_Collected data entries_
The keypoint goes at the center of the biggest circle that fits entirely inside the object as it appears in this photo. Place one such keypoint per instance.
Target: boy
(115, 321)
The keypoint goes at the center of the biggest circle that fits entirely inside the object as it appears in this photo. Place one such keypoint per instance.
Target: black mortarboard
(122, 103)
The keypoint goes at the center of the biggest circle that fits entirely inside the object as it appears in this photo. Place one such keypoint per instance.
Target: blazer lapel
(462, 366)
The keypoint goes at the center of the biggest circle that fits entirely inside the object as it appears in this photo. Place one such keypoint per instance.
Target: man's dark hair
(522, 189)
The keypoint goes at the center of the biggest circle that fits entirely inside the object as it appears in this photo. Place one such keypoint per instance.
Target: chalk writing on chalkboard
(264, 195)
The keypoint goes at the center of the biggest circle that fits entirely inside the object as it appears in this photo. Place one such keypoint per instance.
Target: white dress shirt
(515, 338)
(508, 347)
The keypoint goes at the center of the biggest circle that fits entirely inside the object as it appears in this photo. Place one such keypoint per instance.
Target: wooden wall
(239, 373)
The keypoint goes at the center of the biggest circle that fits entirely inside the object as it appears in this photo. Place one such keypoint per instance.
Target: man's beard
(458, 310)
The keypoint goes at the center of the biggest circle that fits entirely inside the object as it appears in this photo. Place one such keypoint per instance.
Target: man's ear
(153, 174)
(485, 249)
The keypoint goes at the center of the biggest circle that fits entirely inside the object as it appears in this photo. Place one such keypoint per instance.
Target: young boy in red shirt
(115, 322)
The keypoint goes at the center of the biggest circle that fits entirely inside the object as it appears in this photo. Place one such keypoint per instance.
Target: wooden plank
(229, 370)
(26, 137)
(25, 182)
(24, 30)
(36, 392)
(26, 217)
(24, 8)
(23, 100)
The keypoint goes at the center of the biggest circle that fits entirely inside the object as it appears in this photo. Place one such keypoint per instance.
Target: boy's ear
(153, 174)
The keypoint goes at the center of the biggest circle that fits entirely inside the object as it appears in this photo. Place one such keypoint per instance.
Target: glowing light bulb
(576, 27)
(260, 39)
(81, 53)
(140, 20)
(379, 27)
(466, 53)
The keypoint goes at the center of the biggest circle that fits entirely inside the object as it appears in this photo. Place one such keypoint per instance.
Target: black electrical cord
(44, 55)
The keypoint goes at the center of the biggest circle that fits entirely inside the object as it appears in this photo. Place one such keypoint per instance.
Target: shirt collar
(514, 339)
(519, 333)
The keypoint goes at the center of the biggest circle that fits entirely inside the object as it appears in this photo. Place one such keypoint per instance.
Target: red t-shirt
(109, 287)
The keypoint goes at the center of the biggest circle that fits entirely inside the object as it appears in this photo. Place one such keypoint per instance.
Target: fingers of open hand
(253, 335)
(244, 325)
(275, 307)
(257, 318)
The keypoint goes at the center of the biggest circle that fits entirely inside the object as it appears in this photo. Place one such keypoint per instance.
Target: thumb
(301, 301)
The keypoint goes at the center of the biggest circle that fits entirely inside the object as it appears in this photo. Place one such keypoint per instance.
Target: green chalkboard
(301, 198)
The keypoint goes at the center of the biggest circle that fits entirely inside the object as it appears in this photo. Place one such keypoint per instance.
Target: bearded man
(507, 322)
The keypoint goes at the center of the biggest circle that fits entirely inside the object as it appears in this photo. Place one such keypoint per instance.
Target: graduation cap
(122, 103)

_YOUR OBJECTIVE_
Output the records in full. Match them exactly.

_TASK RESULT_
The keypoint goes at the center of the biggest circle that fits entirely inside the object as it appears in this photo. Place one such keypoint per instance.
Target: boy
(115, 321)
The keypoint goes at the center of the biggest circle that fits entirely inside the object as it appears in this photo. Place one such keypoint per instance.
Target: black mortarboard
(122, 103)
The keypoint goes at the center of the biggest circle that fits entirely inside the object as it appears in this photo. Place one such keypoint per instance.
Target: blazer lapel
(462, 366)
The keypoint goes at the center of the biggest circle that fits entirely inside the object as it appears in this photo. Place one such keypoint per instance.
Target: man's dark hair
(522, 189)
The keypoint goes at the center of the biggest circle that fits entirely inside the object as it appears in this photo. Place one such keypoint per instance.
Target: chalk writing on chalkboard
(264, 195)
The keypoint goes at the center of the biggest circle that fits entirely inside the object as it appears in this photo. Place one such keypoint per instance.
Target: white dress shirt
(515, 338)
(508, 347)
The keypoint goes at the center of the biggest circle that fits entirely inside the object as it appears in this photo. Place one such keypoint per instance.
Target: wooden wall
(239, 373)
The keypoint goes at the center of the biggest circle that fits entirely inside the object as it appears in this photo. Place one such keypoint per instance.
Target: man's beard
(458, 310)
The keypoint goes at the center of the biggest circle that fits entirely inside the object as it appears in this photo. Place one such keypoint per instance.
Target: man's ear
(153, 174)
(485, 249)
The keypoint goes at the center of the biggest circle that fits entirely inside the object as it appears in this photo. Place one such keypoint per instance.
Target: young boy in red shirt
(115, 322)
The keypoint goes at the center of the biggest circle that fits entirely inside the object as it appears in this photo. Place one such keypoint per instance.
Target: wooden plank
(229, 370)
(26, 137)
(25, 182)
(24, 30)
(36, 392)
(26, 217)
(24, 8)
(23, 100)
The keypoint goes at the center of the biggest circle that fits entirely inside the object as it appears in this photo. Place one such keypoint per instance.
Target: boy's ear
(153, 174)
The keypoint goes at the center of the biggest circle that fits entirely inside the object as it appears in this photo. Place one such keypoint per instance.
Target: glowing light bulb
(576, 27)
(260, 39)
(81, 53)
(140, 20)
(379, 27)
(466, 53)
The keypoint goes at the center of the biggest circle that fits entirely inside the object as it appears in this photo. Place one such keypoint per instance.
Target: black electrical cord
(44, 55)
The keypoint goes at the center of the biggest circle that fits entirely inside the object as it appears in this photo. Place one such keypoint per instance.
Target: shirt collar
(514, 339)
(519, 333)
The keypoint goes at the center of the biggest circle that fits entirely inside the object as it appears in this photo. Place one such keypoint per instance.
Target: red t-shirt
(109, 287)
The keypoint goes at the center of the biggest circle that fits entirely inside the object as it appears in this photo. Place one such keypoint per instance.
Target: fingers of open hand
(253, 335)
(244, 325)
(275, 307)
(257, 318)
The keypoint goes at the center of the biggest circle that fits entirely inside the object as it appears in this photo. Place one such keypoint per instance.
Target: thumb
(301, 301)
The keypoint goes at the center of the biggest circle that fits entirely inside the object as it appears in this photo. Place one such keypoint per instance.
Target: green chalkboard
(301, 198)
The keypoint goes at the center of the biggest circle that fits entirely inside the object as it appears in this photo. Place one such keypoint per instance.
Target: bearded man
(507, 322)
The keypoint goes at the center of the biggest circle that fits entirely inside the object as it appears in this photo. Place one such keypoint per instance.
Target: graduation cap
(122, 103)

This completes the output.